[Image-grounded pointing data]
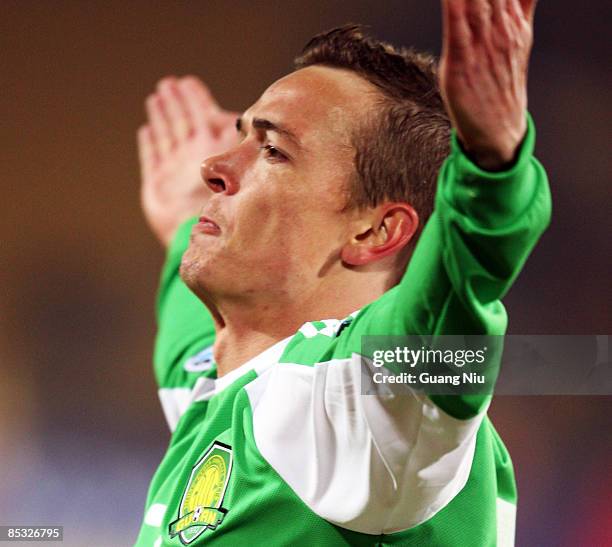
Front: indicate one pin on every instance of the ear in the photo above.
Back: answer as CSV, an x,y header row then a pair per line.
x,y
386,232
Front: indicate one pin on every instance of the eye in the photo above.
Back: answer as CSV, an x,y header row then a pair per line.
x,y
273,153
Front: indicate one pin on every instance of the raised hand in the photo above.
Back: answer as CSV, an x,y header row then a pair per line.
x,y
483,75
185,126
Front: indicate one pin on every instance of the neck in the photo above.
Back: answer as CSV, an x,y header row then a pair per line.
x,y
244,328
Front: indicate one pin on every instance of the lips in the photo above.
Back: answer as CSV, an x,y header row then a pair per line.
x,y
208,226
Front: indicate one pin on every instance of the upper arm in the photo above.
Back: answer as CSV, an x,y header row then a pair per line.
x,y
184,329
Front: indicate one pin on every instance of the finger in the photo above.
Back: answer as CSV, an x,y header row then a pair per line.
x,y
528,7
479,13
147,152
199,102
457,34
176,115
160,128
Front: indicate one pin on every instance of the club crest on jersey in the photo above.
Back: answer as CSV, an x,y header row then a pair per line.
x,y
201,506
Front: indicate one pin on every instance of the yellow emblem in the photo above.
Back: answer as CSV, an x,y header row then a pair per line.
x,y
200,507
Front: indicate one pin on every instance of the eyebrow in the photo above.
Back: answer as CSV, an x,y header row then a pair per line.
x,y
262,124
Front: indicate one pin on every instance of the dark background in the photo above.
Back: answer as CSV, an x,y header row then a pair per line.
x,y
81,430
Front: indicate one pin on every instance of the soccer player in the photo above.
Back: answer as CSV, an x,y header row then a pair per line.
x,y
306,241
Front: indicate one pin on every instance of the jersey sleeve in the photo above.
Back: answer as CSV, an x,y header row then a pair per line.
x,y
185,333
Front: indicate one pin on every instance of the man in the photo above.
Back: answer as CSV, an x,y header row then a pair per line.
x,y
310,213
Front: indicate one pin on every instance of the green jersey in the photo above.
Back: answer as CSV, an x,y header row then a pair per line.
x,y
285,450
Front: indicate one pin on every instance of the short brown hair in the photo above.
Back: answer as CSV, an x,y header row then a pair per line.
x,y
401,147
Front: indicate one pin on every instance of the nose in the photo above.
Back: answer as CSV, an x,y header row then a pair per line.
x,y
216,173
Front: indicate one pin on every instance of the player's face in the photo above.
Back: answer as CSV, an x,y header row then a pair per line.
x,y
275,220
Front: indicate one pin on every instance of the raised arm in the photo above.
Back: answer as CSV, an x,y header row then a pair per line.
x,y
185,125
483,75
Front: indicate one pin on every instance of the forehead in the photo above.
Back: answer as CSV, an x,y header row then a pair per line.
x,y
316,103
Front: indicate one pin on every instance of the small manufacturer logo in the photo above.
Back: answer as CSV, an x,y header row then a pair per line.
x,y
200,362
201,507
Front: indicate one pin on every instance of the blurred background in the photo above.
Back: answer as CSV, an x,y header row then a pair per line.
x,y
81,429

*What you will do:* Lines in the records above that contain the word "player" need to be counted; the reply is that number and nothing else.

*Result for this task:* 2